──────── DATASET RECORDS ────────

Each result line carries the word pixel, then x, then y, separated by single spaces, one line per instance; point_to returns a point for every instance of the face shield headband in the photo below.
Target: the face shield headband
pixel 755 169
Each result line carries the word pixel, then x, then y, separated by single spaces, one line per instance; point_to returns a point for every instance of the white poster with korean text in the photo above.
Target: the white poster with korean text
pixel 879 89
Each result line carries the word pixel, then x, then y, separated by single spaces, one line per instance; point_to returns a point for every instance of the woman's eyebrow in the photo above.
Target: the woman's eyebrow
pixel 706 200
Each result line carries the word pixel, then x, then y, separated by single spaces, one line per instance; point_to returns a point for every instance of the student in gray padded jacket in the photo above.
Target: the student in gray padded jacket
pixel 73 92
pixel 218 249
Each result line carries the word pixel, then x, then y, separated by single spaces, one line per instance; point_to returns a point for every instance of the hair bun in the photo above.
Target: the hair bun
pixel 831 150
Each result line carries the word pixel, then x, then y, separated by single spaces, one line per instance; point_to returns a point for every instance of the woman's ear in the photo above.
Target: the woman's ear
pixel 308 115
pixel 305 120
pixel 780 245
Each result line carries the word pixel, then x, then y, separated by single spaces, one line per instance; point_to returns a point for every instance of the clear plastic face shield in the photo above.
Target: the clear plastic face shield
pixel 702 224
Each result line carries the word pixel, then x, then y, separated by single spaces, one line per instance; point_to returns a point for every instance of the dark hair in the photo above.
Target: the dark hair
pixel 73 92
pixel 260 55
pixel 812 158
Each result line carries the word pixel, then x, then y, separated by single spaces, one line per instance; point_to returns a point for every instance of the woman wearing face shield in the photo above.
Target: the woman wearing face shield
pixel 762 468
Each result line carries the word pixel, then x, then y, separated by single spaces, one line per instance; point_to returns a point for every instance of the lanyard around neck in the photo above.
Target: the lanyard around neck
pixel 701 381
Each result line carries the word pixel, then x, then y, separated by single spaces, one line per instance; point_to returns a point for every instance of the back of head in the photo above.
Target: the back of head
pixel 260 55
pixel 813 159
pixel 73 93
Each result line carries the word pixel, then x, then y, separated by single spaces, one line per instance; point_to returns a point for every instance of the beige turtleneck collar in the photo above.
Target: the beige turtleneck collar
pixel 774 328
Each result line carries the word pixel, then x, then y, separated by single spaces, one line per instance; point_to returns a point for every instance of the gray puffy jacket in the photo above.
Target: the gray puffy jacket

────────

* DESCRIPTION OF THE TASK: Please return the records word for word, from the line that contains "puffy jacket in the photo above." through the last line of the records.

* SOLUTION BELOW:
Each result line carries the word pixel, then x, then y, separated by single spaces, one line per instance; point_to returns a point for every instance of the gray puffy jacket in the photo above.
Target: the gray puffy jacket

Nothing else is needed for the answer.